Text block START

Long strange trip
Opposing quarterbacks have overcome bumps in the road
OAKLAND, Calif. (AP) -- Trent Dilfer put it nicely.
"I'm not the best quarterback around, but I certainly don't think I'm the worst," the Baltimore Ravens' quarterback said. Until this season, the same might have been said about Rich Gannon, his counterpart for the Oakland Raiders in Sunday's AFC title game.
To borrow a Bay Area phrase, it's been a long, strange trip for both of them, more so for Gannon -- the Oakland quarterback, who at 35 finished fourth in the MVP voting this season but almost eschewed an NFL career to go to law school.
That was in 1987, when he was drafted out of Delaware by New England in the fourth round -- as a defensive back. Gannon told the Patriots he was a quarterback, he was going to law school and two weeks later, he was traded to Minnesota.
From the Vikings, he went to Washington, sat out the 1994 season after shoulder surgery, landed in Kansas City and finally in Oakland, where he became a starter last season and an MVP candidate in 2000.
"I learned to be humble early," said Gannon, who grew up in Philadelphia. "I thought I was a hot shot until I learned that Penn State and Notre Dame weren't interested and wound up at Delaware."
Dilfer had a similar experience.
Growing up 70 miles south of Oakland in coastal Santa Cruz, Dilfer was recruited primarily as a linebacker, so he went to Fresno State to play quarterback. He did well enough there to be a first-round draft pick of Tampa Bay in 1994, the sixth choice overall.
But he never quite lived up to expectations and last season was benched late in the season for rookie Shaun King, who got the Bucs to last season's NFC title game.
So on to Baltimore this year with the reverse scenario.
He started the season behind Tony Banks, who had led the Ravens to a 5-2 finish last season that left them at 8-8 and set the stage for this season's 12-4 regular-season record.
But after the Ravens went five games without a touchdown -- although they won two, Dilfer replaced Banks. The Ravens lost his first start, but have won nine in a row, although he was just 5-of-16 for 119 yards last week in the 24-10 victory against Tennessee that got the Ravens into the title game.
That game was won by defense and special teams, which blocked two of Al Del Greco's field-goal attempts and returned one of them for a touchdown.
That could be an omen: during the past few years, Dilfer and Del Greco have been considered the two best golfers in the NFL.
So Dilfer was asked Friday if Del Greco's bad luck last week might extend to him this week.
"No," he replied. "I've got three kids now and I don't think I'm as good a golfer."

Text block END
Dataset extract START

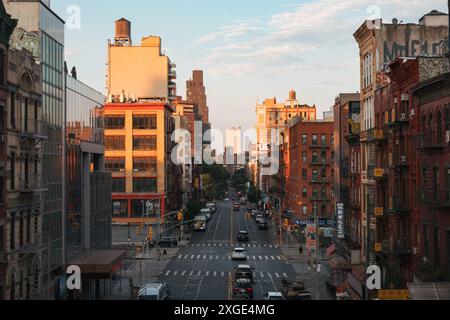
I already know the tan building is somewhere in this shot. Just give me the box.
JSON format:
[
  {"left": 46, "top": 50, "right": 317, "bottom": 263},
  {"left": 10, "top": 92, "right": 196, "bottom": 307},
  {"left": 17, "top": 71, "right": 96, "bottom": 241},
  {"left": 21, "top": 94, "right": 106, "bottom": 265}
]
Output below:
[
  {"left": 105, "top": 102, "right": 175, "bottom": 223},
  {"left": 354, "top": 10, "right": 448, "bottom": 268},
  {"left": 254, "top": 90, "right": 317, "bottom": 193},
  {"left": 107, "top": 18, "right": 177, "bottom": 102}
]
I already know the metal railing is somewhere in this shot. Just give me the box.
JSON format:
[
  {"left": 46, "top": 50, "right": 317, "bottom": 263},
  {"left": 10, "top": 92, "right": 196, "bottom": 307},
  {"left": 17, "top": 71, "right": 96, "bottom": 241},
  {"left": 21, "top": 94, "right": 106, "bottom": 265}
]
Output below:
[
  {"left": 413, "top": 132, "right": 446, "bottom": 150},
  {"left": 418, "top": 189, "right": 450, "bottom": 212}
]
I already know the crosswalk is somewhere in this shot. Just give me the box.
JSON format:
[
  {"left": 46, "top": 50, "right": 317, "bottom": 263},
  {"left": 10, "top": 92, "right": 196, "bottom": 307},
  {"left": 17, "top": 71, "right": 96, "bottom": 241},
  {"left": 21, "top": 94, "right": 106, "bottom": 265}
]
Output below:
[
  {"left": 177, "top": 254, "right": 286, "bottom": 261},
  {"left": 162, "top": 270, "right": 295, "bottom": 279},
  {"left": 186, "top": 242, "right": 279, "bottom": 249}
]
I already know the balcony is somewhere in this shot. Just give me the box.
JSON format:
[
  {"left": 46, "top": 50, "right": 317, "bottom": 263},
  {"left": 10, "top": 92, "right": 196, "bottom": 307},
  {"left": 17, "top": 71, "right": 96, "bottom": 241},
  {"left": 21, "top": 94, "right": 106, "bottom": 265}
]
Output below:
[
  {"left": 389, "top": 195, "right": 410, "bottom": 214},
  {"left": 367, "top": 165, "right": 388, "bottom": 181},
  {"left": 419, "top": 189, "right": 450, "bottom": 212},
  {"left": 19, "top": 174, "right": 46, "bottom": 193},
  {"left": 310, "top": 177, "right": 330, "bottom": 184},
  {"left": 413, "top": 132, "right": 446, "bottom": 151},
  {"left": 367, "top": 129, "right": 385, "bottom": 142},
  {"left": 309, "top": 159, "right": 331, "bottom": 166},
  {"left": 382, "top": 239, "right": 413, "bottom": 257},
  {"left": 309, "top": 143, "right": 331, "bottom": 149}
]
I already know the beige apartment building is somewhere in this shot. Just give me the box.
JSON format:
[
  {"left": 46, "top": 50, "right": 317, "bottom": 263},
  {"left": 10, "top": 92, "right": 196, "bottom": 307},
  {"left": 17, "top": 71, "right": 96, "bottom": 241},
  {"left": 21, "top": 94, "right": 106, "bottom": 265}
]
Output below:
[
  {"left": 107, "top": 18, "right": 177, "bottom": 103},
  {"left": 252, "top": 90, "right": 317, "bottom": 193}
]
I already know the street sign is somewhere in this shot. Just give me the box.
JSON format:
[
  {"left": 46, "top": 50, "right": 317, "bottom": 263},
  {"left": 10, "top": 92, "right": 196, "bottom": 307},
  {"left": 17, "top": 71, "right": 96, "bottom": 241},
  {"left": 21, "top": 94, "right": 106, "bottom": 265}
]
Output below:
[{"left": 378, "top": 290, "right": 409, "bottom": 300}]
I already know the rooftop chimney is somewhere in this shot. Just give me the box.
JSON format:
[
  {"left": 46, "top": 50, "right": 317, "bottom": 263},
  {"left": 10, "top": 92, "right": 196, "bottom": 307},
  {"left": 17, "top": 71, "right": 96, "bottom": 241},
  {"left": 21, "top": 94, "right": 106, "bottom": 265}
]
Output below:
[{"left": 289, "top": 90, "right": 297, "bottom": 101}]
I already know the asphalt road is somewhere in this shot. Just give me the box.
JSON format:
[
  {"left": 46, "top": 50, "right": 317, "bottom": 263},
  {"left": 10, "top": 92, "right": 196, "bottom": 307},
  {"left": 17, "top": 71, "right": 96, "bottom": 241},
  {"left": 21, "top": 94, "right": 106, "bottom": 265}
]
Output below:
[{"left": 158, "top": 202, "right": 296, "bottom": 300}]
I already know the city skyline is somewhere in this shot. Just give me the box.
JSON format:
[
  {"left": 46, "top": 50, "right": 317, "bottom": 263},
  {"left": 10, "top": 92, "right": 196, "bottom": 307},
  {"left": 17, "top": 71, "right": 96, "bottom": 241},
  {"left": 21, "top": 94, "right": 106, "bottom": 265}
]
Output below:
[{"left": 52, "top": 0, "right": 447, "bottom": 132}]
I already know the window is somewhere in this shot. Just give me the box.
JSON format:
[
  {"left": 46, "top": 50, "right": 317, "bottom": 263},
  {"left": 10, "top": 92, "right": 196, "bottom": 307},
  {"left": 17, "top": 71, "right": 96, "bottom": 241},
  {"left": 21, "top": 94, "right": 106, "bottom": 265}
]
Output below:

Dataset extract END

Work instructions:
a) Answer these from the quarterback article, one answer per line:
(i) In which round did New England draft Gannon in 1987?
(ii) Which team took Dilfer as the sixth choice overall in 1994?
(iii) What was the score of last week's Ravens victory against Tennessee?
b) Please write out the quarterback article again, starting at "He started the" and ending at "in the NFL.", with "field-goal attempts" updated to "kicks".
The listing plays no part in this.

Answers for each item:
a)
(i) The fourth round
(ii) Tampa Bay
(iii) 24-10

b)
He started the season behind Tony Banks, who had led the Ravens to a 5-2 finish last season that left them at 8-8 and set the stage for this season's 12-4 regular-season record.
But after the Ravens went five games without a touchdown -- although they won two, Dilfer replaced Banks. The Ravens lost his first start, but have won nine in a row, although he was just 5-of-16 for 119 yards last week in the 24-10 victory against Tennessee that got the Ravens into the title game.
That game was won by defense and special teams, which blocked two of Al Del Greco's kicks and returned one of them for a touchdown.
That could be an omen: during the past few years, Dilfer and Del Greco have been considered the two best golfers in the NFL.